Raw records
-- BEGIN --
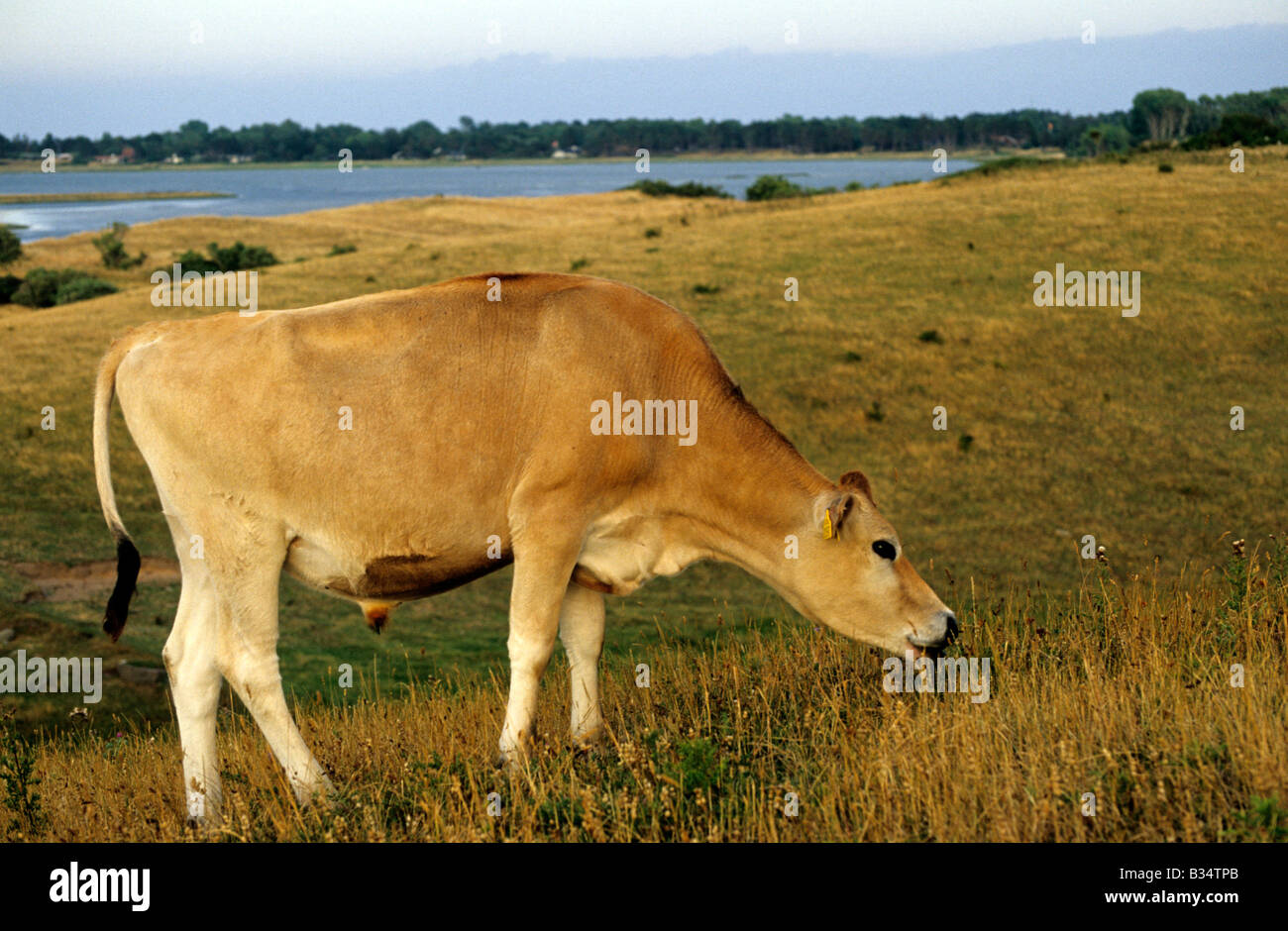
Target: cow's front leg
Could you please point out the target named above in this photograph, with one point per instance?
(540, 581)
(581, 627)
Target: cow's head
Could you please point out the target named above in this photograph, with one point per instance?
(855, 578)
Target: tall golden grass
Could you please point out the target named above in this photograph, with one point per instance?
(1120, 689)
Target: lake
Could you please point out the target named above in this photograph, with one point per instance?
(270, 192)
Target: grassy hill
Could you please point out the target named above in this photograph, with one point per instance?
(1061, 423)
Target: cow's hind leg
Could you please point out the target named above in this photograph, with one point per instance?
(194, 684)
(581, 627)
(246, 603)
(542, 566)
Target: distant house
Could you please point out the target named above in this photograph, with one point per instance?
(571, 153)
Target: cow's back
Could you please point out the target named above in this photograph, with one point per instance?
(410, 419)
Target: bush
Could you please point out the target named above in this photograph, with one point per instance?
(48, 287)
(11, 246)
(111, 248)
(236, 258)
(1243, 129)
(668, 189)
(777, 187)
(81, 287)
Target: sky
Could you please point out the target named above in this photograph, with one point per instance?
(69, 65)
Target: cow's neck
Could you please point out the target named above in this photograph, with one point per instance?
(756, 491)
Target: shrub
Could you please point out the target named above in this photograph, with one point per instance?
(48, 287)
(111, 248)
(11, 246)
(236, 258)
(777, 187)
(81, 287)
(1244, 129)
(668, 189)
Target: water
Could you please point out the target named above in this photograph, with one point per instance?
(270, 192)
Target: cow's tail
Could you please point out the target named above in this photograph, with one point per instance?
(127, 554)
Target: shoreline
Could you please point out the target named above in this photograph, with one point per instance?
(763, 155)
(108, 196)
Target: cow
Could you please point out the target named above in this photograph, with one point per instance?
(394, 446)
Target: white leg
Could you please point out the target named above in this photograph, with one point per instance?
(246, 655)
(581, 627)
(194, 682)
(540, 581)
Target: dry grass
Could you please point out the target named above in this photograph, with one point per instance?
(1081, 423)
(1122, 691)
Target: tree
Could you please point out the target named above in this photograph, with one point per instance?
(1159, 114)
(11, 248)
(111, 248)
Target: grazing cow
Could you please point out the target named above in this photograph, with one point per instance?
(394, 446)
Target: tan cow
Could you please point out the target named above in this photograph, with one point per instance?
(394, 446)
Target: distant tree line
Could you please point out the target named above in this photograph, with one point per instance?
(1155, 116)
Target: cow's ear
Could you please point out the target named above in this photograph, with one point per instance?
(857, 481)
(833, 513)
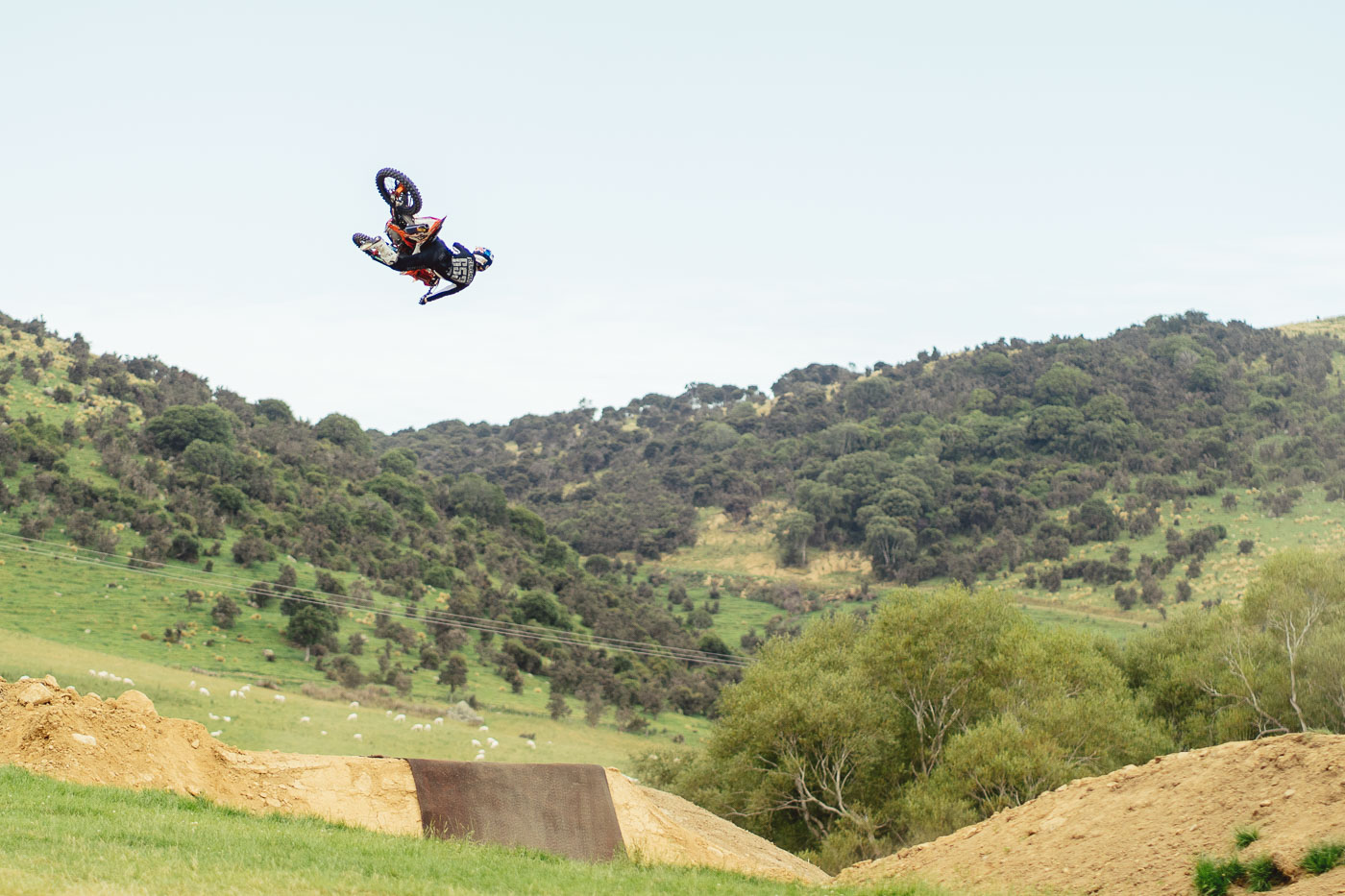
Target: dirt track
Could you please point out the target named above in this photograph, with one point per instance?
(1134, 832)
(124, 741)
(1138, 829)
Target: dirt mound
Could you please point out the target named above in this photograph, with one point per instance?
(124, 741)
(1138, 829)
(668, 831)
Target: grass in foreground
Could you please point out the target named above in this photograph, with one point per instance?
(96, 839)
(1213, 876)
(1263, 875)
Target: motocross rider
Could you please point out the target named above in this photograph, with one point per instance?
(417, 249)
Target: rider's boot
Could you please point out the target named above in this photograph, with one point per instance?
(374, 248)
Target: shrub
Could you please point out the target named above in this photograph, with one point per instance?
(251, 549)
(1213, 878)
(1322, 858)
(184, 547)
(1263, 875)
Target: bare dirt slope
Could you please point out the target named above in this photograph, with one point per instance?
(668, 831)
(1139, 829)
(124, 741)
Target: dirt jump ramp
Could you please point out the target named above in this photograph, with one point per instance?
(1137, 832)
(582, 811)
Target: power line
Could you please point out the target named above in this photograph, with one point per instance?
(335, 601)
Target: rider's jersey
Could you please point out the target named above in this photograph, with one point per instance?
(459, 267)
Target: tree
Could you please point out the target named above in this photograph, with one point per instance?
(793, 532)
(890, 545)
(343, 430)
(944, 708)
(594, 708)
(311, 626)
(557, 707)
(453, 673)
(249, 549)
(181, 425)
(184, 547)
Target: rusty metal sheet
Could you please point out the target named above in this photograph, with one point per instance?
(564, 809)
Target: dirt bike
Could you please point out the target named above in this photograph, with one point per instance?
(405, 230)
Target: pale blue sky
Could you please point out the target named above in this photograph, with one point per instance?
(695, 191)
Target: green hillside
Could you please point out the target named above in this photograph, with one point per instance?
(208, 849)
(145, 517)
(1099, 480)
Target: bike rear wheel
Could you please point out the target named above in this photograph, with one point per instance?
(397, 191)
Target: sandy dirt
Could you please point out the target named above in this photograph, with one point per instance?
(1138, 831)
(124, 741)
(663, 829)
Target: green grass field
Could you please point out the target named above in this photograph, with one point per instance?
(105, 839)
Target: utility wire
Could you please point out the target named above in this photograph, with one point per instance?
(335, 601)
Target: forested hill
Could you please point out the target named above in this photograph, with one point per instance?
(145, 465)
(959, 465)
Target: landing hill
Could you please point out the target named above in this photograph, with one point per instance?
(1142, 829)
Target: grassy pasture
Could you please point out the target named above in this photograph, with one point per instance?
(105, 839)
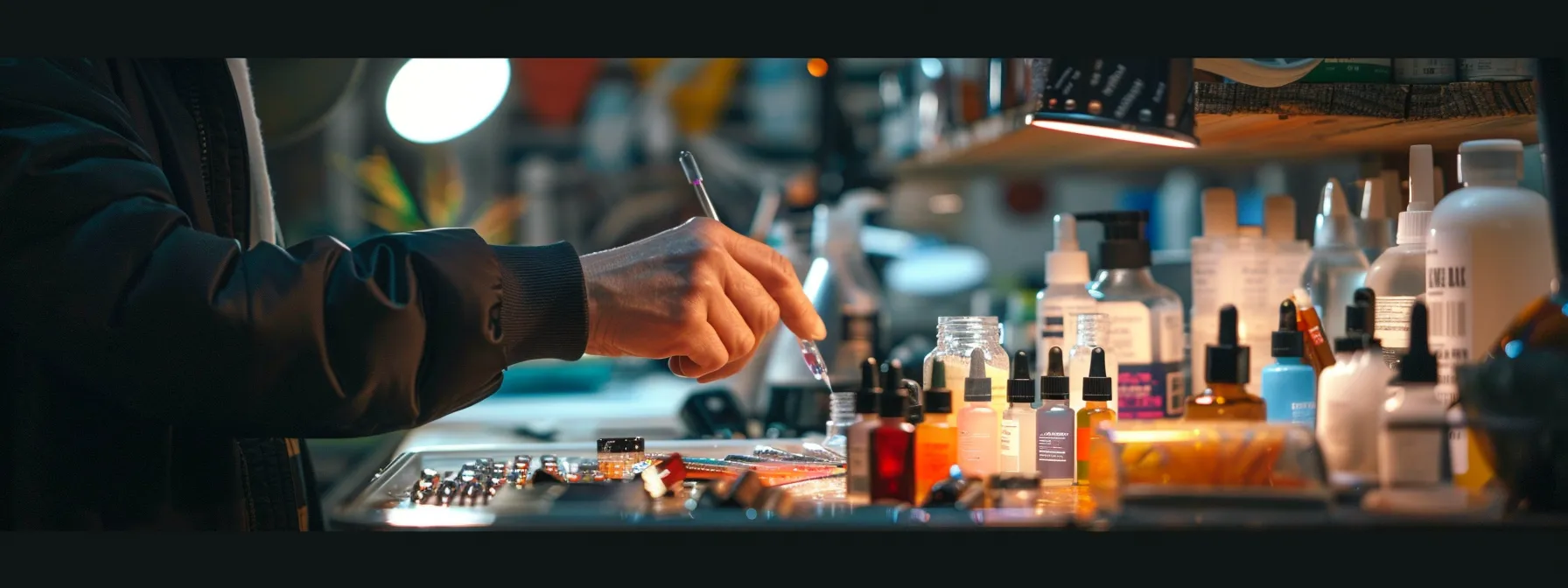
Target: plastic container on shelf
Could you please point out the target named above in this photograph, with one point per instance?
(1205, 465)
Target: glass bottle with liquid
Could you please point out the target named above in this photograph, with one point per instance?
(957, 338)
(1227, 372)
(1018, 421)
(1092, 330)
(1338, 265)
(979, 451)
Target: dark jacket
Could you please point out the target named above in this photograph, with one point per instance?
(154, 372)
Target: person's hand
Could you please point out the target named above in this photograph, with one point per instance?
(698, 294)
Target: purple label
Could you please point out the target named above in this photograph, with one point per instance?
(1153, 391)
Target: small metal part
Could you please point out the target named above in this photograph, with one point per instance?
(447, 491)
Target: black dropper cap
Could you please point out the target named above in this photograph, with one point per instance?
(1054, 384)
(1358, 322)
(1288, 339)
(977, 386)
(940, 399)
(1366, 295)
(1096, 384)
(1228, 362)
(892, 380)
(1124, 245)
(1419, 364)
(1021, 388)
(866, 397)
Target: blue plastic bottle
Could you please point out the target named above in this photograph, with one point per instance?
(1289, 386)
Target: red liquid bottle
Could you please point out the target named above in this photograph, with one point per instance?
(892, 451)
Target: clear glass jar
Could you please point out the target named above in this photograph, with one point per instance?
(956, 339)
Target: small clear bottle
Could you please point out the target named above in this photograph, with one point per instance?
(957, 338)
(1150, 320)
(1399, 275)
(1338, 265)
(618, 455)
(1090, 338)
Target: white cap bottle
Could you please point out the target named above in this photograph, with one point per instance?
(1067, 290)
(1399, 275)
(1488, 255)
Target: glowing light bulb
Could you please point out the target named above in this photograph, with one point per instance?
(433, 101)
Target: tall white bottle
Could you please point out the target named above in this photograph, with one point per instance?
(1488, 255)
(1399, 275)
(1338, 265)
(1065, 295)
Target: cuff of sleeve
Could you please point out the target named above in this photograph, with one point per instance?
(544, 303)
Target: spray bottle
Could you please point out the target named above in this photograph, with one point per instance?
(1148, 334)
(844, 290)
(1376, 231)
(1350, 399)
(1067, 290)
(1399, 275)
(1338, 265)
(1289, 386)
-- END --
What the task asks: Except for the pictures, reproduce every line exactly.

Expected answer:
Target: cow's front leg
Could you please point out the target named above in this photograph, with one point per instance?
(540, 581)
(581, 627)
Target: cow's head
Could you please point out the target named above in this photograph, with one point per instance?
(855, 578)
Target: tall golden grass
Could you please point out the target named above in this photograph, with one point per instance?
(1120, 689)
Target: lake
Could you please point out the target named above in this photograph, with one point per instance?
(270, 192)
Target: grassy hill
Could you please point out the target named above in this photograph, with one point per instance?
(1061, 423)
Target: cow's hind leg
Could you please point out the target named above in this photograph, with one point per instance?
(194, 684)
(581, 627)
(246, 603)
(542, 566)
Target: distant house
Could you please point out the target named above in this photograph, with one point per instance?
(571, 153)
Target: cow's back
Could you please point out the target named above in this photograph, with one point per instance?
(410, 419)
Target: bush
Could you please point out the target named above in this photograph, with one point per instance?
(48, 287)
(11, 246)
(111, 248)
(236, 258)
(1243, 129)
(668, 189)
(777, 187)
(81, 287)
Target: sky
Could you please point out the target named above in this photograph, with one point per instance?
(69, 65)
Target: cow's neck
Could you please point out the target named above in this photograph, with one point per instance?
(756, 491)
Target: shrub
Could you please point out the target named above in this photograph, with one point per instance?
(48, 287)
(111, 248)
(11, 246)
(236, 258)
(777, 187)
(81, 287)
(1244, 129)
(668, 189)
Target: water
Could you please point out the target named above in this photograph, with one point per instance?
(270, 192)
Target: cow's tail
Could you please point out the target named above in this photograph, with one point per instance?
(127, 554)
Target: shoreline
Could you please point out the target named above in this photograph, with one point per instance?
(763, 155)
(108, 196)
Target: cow
Could you please point out the target named above in this photograph, with one point per instance?
(394, 446)
Target: white leg
Could you please point out the target named above in this photograph, with one point per instance?
(246, 655)
(581, 627)
(194, 682)
(540, 581)
Target: dry grass
Could you please point out the target named above in this photograph, with one point per instance?
(1081, 423)
(1122, 691)
Target: tree
Could you please point out the target named above in this photograph, with one point per instance?
(1159, 114)
(11, 248)
(111, 248)
Target: grazing cow
Could you please point out the target named above in this photograph, with one point per instance?
(394, 446)
Target: tan cow
Could you please point out the target named above in this photograph, with one point per instance?
(394, 446)
Target: distant tree line
Could you please point out the target named above in this photograph, with one point per instance?
(1155, 116)
Target: cow's ear
Could you please point out the target named above in this photograph, with one point per instance?
(857, 481)
(833, 513)
Target: dirt track
Could you please point out the target named above in this photograph, with one point per instance?
(1134, 832)
(124, 741)
(1138, 829)
Target: dirt mound
Could you please point out the target named above in this photograph, with one point per instance?
(124, 741)
(1138, 829)
(668, 831)
Target: grass in foreground
Could you please point out the target named above in this photograph, with one point per instance?
(96, 839)
(1213, 876)
(1263, 875)
Target: motocross rider
Could you please point out the target named above in this photograph, with one point per instance?
(417, 249)
Target: rider's boot
Could you please point out the target named above in this photograph, with one point per instance?
(374, 248)
Target: shrub
Could you please point out the target named above in this photograph, with one point per instance?
(251, 549)
(1213, 878)
(1322, 858)
(184, 547)
(1263, 875)
Target: bare dirt slope
Could you please point out the target named above in this photograph, with one point per instance?
(668, 831)
(1139, 829)
(124, 741)
Target: dirt jump ramp
Could you please point out the target named above in this photograph, with one point per instance?
(1137, 832)
(582, 811)
Target: power line
Could you please point out the target named above in this photograph, with one point per instance?
(335, 601)
Target: rider's jersey
Could you please point out the target named above in this photograph, with one point per instance?
(459, 267)
Target: tree
Could you please point out the target named above in this photograph, with one point per instance?
(793, 532)
(890, 545)
(343, 430)
(944, 708)
(594, 708)
(311, 626)
(557, 707)
(453, 673)
(249, 549)
(181, 425)
(184, 547)
Target: rusty metal sheet
Could you please point out the target named above in this photograph, with one point per instance?
(564, 809)
Target: dirt bike
Could you please point out the target named above in this photograph, with one point per instance?
(405, 230)
Target: pale blue sky
Could you please point out the target named above in this photograph, with one point per instance?
(695, 191)
Target: green hillside
Could you please point out the target named above in this photograph, with one point per instance?
(208, 849)
(145, 517)
(1099, 480)
Target: bike rear wheel
Could you please point out the target named above in this photograph, with one point per instance?
(397, 191)
Target: sandy dirt
Could you please point out the target named above in this photograph, with one point per instance?
(1138, 831)
(124, 741)
(663, 829)
Target: green grass field
Could you please point out the target named above in this photograph, with one point per instance?
(105, 839)
Target: utility wire
Could you please point out the target named above in this photograph, with one point per instance?
(335, 601)
Target: forested hill
Could you please point out the target named above in this photograph, with one point per instance?
(145, 465)
(959, 465)
Target: landing hill
Could you please point out the target named above in this photograph, with one point per instance?
(1142, 829)
Target: grassy pasture
Could you please point out the target named above in this photograph, with one point per instance?
(105, 839)
Target: plastic container on shelf
Could you please point out the target named above in this photograph, with one point per instance?
(1205, 465)
Target: glass bottle with liquid
Could you please point out the target named above in this photograph, with one point per instance?
(957, 338)
(1227, 372)
(1018, 421)
(1092, 330)
(1338, 265)
(979, 451)
Target: dark jacket
Could you please point out the target named above in this photograph, with one point per instance?
(154, 372)
Target: person's hand
Could you please point out the target named above in this photograph, with one point per instance?
(698, 294)
Target: purple label
Could you please point out the target named above in this photograph, with one point per instance?
(1153, 391)
Target: small metal part
Could you please point out the target named above in this photograph, with one point per instance?
(447, 491)
Target: black dropper cap
Could you please point out the target named above in this photograph, with one point per instance?
(1054, 384)
(1358, 322)
(1288, 339)
(977, 386)
(940, 399)
(1366, 295)
(1096, 384)
(1228, 362)
(892, 380)
(1124, 245)
(1419, 364)
(1021, 388)
(866, 397)
Target: blue plastic bottle
Could you please point out the target named above in this photograph, with one point per instance?
(1289, 386)
Target: red liquid bottle
Could you please point out the target named above in this photograph, with one point per instance?
(892, 451)
Target: clear glass jar
Could you please point out the target named above in this photograph, with one point per instance?
(956, 339)
Target: small clear bottle
Could you please point out the target named above in this photograph, with one point per instance?
(957, 338)
(1150, 320)
(1399, 275)
(1338, 265)
(618, 455)
(1090, 338)
Target: white cap bottle
Could you please point out the target named above in this photograph, with one point per instance?
(1067, 290)
(1399, 275)
(1488, 255)
Target: glowing light bulb
Could you please point out the target named above in this photograph, with one point per instance?
(433, 101)
Target: tall white bottle
Could you please point out the target named above in this photograph, with one point per instance?
(1488, 255)
(1399, 275)
(1338, 265)
(1065, 295)
Target: cuff of sleeve
Could you please point out the target named above in this photograph, with one point per instance?
(544, 303)
Target: spray bottle
Could you please point out the target named above in this photograph, with one point per instance?
(1148, 334)
(844, 290)
(1376, 231)
(1350, 399)
(1067, 290)
(1399, 275)
(1338, 265)
(1289, 386)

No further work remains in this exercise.